Instruction
Transcribe all of the material exactly. Any picture in it should be left out.
═══ Source data
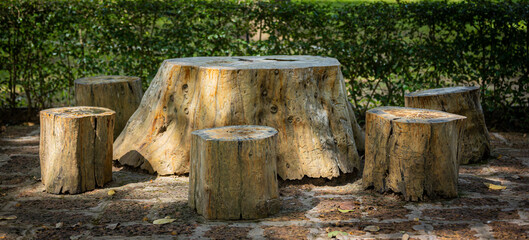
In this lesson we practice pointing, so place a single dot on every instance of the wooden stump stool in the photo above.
(76, 148)
(304, 96)
(233, 172)
(412, 151)
(462, 101)
(120, 93)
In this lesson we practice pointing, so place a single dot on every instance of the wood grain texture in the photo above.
(412, 151)
(233, 172)
(462, 101)
(119, 93)
(304, 97)
(76, 148)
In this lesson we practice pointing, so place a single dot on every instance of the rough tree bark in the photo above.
(412, 151)
(304, 97)
(76, 148)
(462, 101)
(120, 93)
(233, 172)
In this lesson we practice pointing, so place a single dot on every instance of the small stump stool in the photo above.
(462, 101)
(233, 172)
(76, 148)
(412, 151)
(120, 93)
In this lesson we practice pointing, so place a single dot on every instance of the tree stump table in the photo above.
(233, 172)
(120, 93)
(412, 151)
(304, 97)
(462, 101)
(76, 148)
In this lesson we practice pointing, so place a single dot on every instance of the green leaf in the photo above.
(163, 221)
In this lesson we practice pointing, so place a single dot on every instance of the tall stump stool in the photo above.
(233, 172)
(76, 148)
(462, 101)
(120, 93)
(412, 151)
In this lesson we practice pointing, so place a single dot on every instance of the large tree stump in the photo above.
(412, 151)
(462, 101)
(304, 97)
(233, 172)
(119, 93)
(76, 148)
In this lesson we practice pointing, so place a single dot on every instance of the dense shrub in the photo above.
(386, 49)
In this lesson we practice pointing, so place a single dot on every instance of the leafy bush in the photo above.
(386, 50)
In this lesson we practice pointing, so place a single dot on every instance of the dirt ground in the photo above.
(309, 208)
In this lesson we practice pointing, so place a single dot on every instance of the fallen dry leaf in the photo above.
(11, 217)
(163, 221)
(336, 233)
(494, 186)
(345, 210)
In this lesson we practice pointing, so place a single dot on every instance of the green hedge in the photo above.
(386, 49)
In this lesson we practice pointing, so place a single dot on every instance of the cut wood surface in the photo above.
(304, 97)
(233, 172)
(119, 93)
(76, 148)
(412, 151)
(462, 101)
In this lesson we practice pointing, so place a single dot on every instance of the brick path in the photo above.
(309, 208)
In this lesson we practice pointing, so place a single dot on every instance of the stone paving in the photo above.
(310, 208)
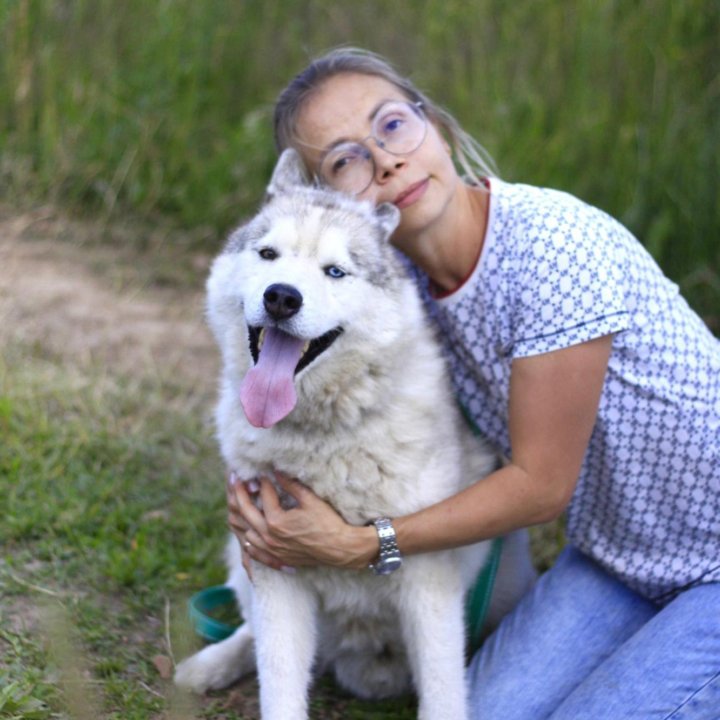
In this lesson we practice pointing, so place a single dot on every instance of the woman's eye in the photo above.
(335, 272)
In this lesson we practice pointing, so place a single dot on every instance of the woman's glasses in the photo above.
(398, 128)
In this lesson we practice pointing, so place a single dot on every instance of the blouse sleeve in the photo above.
(571, 280)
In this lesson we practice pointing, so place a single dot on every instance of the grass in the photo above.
(164, 107)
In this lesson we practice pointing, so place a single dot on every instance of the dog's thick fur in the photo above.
(373, 429)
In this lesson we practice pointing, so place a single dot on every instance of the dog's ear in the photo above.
(388, 217)
(289, 172)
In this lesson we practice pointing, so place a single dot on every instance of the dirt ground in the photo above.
(83, 302)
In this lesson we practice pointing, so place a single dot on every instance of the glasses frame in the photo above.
(416, 107)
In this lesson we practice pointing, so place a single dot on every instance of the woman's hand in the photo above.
(310, 534)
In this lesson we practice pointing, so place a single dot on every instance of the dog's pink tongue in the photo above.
(267, 393)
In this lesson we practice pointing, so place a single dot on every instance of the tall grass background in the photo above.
(163, 107)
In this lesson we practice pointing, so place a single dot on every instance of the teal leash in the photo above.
(478, 599)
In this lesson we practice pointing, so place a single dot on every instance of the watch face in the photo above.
(387, 565)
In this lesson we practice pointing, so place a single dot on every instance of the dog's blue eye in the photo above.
(334, 271)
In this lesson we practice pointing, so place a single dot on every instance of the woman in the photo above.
(578, 358)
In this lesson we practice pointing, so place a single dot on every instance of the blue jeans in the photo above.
(582, 646)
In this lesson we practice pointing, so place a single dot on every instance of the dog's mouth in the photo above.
(310, 350)
(267, 392)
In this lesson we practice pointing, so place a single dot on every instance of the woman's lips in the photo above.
(411, 195)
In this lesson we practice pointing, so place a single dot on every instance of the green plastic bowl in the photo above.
(201, 606)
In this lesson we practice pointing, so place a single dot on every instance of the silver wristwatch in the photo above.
(390, 558)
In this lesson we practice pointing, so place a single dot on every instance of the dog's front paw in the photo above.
(204, 671)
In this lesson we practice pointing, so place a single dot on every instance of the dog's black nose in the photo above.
(282, 301)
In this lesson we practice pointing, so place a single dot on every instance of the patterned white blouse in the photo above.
(554, 272)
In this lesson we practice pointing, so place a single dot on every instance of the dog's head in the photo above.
(312, 276)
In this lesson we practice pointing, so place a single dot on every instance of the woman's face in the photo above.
(420, 183)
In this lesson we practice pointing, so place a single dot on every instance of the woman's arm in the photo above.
(552, 409)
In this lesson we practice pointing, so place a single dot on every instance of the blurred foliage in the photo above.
(163, 107)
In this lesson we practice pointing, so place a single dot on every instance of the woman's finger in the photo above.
(292, 486)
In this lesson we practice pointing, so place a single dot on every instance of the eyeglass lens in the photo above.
(398, 128)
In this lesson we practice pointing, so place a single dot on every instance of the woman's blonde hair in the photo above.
(474, 160)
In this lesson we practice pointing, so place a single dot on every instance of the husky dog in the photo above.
(331, 375)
══════
Solution for this task
In this lesson we practice pointing, so place a single dot on every instance of the wooden stump stool in the photo above.
(76, 148)
(304, 96)
(233, 172)
(412, 151)
(462, 101)
(120, 93)
In this lesson we practice pointing, so place a single dot on every instance of the wood grain texture in the photo above.
(412, 151)
(233, 172)
(462, 101)
(119, 93)
(304, 97)
(76, 148)
In this lesson we practice pointing, so place a single dot on every instance of the rough tree bark in the photo above.
(412, 151)
(304, 97)
(76, 148)
(462, 101)
(120, 93)
(233, 172)
In this lesson we practice pointing, so place a single dot on every instance of the small stump stool in the photo above.
(462, 101)
(233, 172)
(76, 148)
(412, 151)
(120, 93)
In this lesson we practice pointing, so place a single dot on every instance of the tree stump table in the photo above.
(233, 172)
(120, 93)
(412, 151)
(304, 97)
(462, 101)
(76, 148)
In this lesson we practice pointing, so place a single dot on every instance of the green leaf in the photo above.
(163, 221)
In this lesson we practice pointing, so place a single dot on every instance of the tall stump stool in the photo above.
(233, 172)
(76, 148)
(462, 101)
(120, 93)
(412, 151)
In this lesson we practice pointing, so place a single dot on every instance of the large tree stump in the photo above.
(412, 151)
(462, 101)
(304, 97)
(233, 172)
(119, 93)
(76, 148)
In this lesson we practice pointing, so place a single dot on every instance of the dense shrub in the photo above.
(386, 49)
In this lesson we practice pointing, so place a single dot on every instance of the leafy bush in the photo above.
(386, 50)
In this lesson we practice pointing, so place a single dot on every instance of the dirt ground in the photo above.
(309, 208)
In this lesson we practice pointing, so place a single dot on every instance of the fallen dry leaf in the photo above.
(11, 217)
(163, 221)
(336, 233)
(494, 186)
(345, 210)
In this lesson we practice pointing, so place a single dot on every instance of the green hedge in the photo above.
(386, 49)
In this lesson we practice pointing, so place a single dot on every instance of the cut wood surface in the photo above.
(304, 97)
(233, 172)
(119, 93)
(76, 148)
(412, 151)
(462, 101)
In this lesson we practice pointing, so place a single dot on every instance of the brick path in the photo above.
(309, 208)
In this lesson we practice pointing, so place a single dot on every instance of the stone paving in the photo above.
(310, 208)
In this lesson we practice pointing, so place a single dot on every instance of the woman's eye in the photo above.
(335, 272)
In this lesson we practice pointing, so place a single dot on every instance of the woman's glasses in the photo above.
(398, 128)
In this lesson we practice pointing, so place a single dot on every instance of the blouse sleeve in the photo above.
(571, 280)
In this lesson we practice pointing, so place a single dot on every instance of the grass in the photo above.
(164, 107)
In this lesson we practice pointing, so place a single dot on every instance of the dog's thick fur in the photo above.
(373, 429)
In this lesson we practice pointing, so place a single dot on every instance of the dog's ear in the photo above.
(388, 217)
(289, 172)
In this lesson we practice pointing, so place a single dot on every instance of the dirt ground in the photo above.
(83, 302)
In this lesson we practice pointing, so place a single dot on every instance of the glasses frame in the photo above.
(416, 107)
In this lesson we practice pointing, so place a single dot on every instance of the woman's hand in the photo above.
(310, 534)
In this lesson we practice pointing, so place a single dot on every instance of the dog's pink tongue in the photo above.
(267, 393)
In this lesson we practice pointing, so place a single dot on every instance of the tall grass background in the photo above.
(163, 107)
In this lesson we practice pointing, so place a single dot on every instance of the teal leash in the photo above.
(478, 599)
In this lesson we practice pointing, so place a single dot on every instance of the watch face in the photo above.
(387, 565)
In this lesson we practice pointing, so place a single dot on every instance of the dog's blue eye in the photo above.
(334, 271)
In this lesson we practice pointing, so place a single dot on every instance of the woman in the photo above.
(578, 358)
In this lesson we practice pointing, so place a single dot on every instance of the blue jeans in the photo above.
(582, 646)
In this lesson we practice pointing, so place a single dot on every instance of the dog's mouth in the photo above.
(310, 350)
(267, 392)
In this lesson we practice pointing, so place a single dot on every instance of the woman's lips in the photo above.
(411, 195)
In this lesson we practice pointing, so place a single dot on every instance of the green plastic bowl in the photo above.
(201, 606)
In this lesson we practice pointing, so place a single dot on every instance of the silver wristwatch in the photo above.
(390, 558)
In this lesson we practice pointing, so place a single dot on every instance of the dog's front paw in the photo above.
(204, 671)
In this lesson we practice pointing, so place a single dot on every instance of the dog's black nose in the photo above.
(282, 301)
In this lesson we practice pointing, so place a single dot on every instance of the patterned white blouse in the photo above.
(554, 272)
In this lesson we practice pointing, so place a single dot on every instance of the dog's head in the photo above.
(312, 276)
In this lesson we practice pointing, so place a single dot on every instance of the woman's face in the photo above.
(420, 183)
In this lesson we practice pointing, so place a single dot on every instance of the woman's arm in the photo above.
(552, 409)
In this lesson we practice pointing, so place a single dot on every instance of the blurred foliage in the photo above.
(163, 107)
In this lesson we practice pointing, so place a single dot on every instance of the woman's finger in the photo above.
(292, 486)
In this lesson we practice pointing, so place a single dot on every instance of the eyeglass lens in the photo above.
(398, 128)
In this lesson we practice pointing, so place a single dot on every instance of the woman's blonde hair in the photo above.
(474, 160)
In this lesson we practice pointing, so place a single dot on every instance of the husky dog in the photo above.
(331, 375)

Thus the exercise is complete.